How to complete this task |
In the records below, begin at the line that has "box: [452, 0, 597, 146]" and stop after the line that has "2L598 137L600 117L584"; quote those lines verbatim and nothing more.

═══ Entries supplied

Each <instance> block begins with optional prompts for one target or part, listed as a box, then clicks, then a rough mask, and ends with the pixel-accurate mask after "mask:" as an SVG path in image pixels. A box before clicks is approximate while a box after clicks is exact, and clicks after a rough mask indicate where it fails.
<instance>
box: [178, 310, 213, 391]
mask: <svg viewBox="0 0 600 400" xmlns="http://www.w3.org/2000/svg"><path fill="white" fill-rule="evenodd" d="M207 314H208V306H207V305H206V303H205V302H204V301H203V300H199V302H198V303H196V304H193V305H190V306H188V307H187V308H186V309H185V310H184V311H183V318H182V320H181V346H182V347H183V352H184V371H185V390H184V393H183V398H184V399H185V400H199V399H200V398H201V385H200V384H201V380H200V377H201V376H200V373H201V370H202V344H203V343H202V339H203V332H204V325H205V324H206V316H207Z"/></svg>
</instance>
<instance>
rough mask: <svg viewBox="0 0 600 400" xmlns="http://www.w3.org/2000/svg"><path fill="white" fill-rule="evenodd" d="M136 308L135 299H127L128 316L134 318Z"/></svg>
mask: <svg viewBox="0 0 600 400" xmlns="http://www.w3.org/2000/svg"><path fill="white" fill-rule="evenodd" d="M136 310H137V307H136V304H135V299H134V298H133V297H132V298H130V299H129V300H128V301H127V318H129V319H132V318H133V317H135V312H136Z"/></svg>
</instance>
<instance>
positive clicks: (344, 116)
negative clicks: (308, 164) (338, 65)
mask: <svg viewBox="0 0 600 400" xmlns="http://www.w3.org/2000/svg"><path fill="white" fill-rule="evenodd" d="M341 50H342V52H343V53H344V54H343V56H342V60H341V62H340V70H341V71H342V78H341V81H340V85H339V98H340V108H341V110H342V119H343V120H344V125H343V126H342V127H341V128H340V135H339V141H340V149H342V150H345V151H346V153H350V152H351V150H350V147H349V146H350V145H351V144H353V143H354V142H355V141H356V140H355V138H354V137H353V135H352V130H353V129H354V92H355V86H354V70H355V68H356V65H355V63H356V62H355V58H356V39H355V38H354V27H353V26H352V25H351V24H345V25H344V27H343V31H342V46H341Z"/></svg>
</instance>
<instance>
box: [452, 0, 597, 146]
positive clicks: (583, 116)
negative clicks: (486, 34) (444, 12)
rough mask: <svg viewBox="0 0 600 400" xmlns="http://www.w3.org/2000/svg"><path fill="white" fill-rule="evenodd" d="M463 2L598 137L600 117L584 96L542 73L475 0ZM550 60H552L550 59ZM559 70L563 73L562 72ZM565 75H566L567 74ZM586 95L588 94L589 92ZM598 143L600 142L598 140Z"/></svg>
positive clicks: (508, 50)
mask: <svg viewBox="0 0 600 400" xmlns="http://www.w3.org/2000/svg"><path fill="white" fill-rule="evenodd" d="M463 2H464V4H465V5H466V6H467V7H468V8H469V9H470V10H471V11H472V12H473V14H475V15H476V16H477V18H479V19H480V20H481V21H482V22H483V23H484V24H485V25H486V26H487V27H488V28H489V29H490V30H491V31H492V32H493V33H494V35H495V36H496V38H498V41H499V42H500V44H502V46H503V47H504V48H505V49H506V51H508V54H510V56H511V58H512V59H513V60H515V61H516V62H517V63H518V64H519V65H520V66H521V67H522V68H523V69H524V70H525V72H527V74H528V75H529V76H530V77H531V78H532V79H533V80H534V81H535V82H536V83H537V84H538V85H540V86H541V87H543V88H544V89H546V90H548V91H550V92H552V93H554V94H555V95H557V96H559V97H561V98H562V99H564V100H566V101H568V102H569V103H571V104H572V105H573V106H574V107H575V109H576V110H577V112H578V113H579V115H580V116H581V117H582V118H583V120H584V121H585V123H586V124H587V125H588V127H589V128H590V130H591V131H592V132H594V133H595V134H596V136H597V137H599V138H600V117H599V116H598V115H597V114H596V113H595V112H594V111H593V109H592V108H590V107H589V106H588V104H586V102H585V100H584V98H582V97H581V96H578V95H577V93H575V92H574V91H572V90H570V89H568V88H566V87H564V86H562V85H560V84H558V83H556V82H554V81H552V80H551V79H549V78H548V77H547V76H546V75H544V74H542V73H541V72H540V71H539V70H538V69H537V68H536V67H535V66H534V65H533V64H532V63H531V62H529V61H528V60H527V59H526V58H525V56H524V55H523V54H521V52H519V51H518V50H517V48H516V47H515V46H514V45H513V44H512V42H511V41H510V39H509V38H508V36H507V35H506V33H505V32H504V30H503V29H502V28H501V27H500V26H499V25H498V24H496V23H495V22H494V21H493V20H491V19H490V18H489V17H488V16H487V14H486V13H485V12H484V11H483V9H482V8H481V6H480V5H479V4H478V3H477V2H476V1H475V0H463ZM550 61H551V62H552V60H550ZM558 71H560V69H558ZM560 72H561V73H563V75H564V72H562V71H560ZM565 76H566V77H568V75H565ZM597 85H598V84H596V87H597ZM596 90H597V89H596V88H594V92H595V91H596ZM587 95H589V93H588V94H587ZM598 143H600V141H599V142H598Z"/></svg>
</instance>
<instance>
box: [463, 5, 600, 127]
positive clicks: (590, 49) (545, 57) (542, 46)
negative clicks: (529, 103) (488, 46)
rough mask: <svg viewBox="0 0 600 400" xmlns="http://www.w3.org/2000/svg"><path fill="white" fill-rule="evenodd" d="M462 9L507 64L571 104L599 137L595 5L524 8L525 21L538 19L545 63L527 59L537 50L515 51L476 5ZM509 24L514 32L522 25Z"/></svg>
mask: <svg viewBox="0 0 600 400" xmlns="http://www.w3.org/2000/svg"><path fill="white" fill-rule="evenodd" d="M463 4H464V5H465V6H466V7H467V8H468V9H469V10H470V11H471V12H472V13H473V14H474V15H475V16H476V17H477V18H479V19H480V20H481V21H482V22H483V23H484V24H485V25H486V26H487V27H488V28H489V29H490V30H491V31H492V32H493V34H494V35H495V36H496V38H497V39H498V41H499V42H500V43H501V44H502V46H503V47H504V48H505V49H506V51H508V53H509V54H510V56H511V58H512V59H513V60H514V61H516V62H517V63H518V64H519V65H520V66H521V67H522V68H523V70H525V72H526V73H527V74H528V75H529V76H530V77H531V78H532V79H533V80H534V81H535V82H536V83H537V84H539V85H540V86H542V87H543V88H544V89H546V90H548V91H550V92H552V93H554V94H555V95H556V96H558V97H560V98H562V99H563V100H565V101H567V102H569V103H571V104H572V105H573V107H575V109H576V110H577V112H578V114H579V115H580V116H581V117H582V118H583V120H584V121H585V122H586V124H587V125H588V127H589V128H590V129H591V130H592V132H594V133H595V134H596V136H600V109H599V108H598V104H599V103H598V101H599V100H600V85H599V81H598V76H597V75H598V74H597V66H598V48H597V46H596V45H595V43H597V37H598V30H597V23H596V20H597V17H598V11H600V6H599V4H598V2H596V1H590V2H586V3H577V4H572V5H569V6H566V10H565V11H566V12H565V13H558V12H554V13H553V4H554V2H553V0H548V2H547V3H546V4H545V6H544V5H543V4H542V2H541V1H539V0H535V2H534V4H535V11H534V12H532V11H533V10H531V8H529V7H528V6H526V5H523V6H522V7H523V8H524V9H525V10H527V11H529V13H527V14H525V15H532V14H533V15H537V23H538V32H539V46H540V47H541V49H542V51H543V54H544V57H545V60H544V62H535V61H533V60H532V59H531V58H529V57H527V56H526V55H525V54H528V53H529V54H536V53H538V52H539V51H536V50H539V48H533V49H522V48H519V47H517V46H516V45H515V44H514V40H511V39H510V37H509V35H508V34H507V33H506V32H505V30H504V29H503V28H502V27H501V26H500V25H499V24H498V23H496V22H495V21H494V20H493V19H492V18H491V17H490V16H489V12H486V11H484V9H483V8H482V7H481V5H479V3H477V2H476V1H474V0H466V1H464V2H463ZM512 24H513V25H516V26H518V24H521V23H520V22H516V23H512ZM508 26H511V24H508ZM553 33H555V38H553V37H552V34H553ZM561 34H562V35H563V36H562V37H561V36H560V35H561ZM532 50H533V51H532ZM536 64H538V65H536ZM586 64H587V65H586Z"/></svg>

══════

Exercise answer |
box: [452, 0, 597, 146]
positive clicks: (583, 116)
negative clicks: (486, 34) (444, 12)
rough mask: <svg viewBox="0 0 600 400" xmlns="http://www.w3.org/2000/svg"><path fill="white" fill-rule="evenodd" d="M463 2L598 137L600 117L584 96L542 73L475 0ZM550 60H552L550 59ZM559 70L563 73L562 72ZM565 75H566L567 74ZM586 95L588 94L589 92ZM598 143L600 142L598 140Z"/></svg>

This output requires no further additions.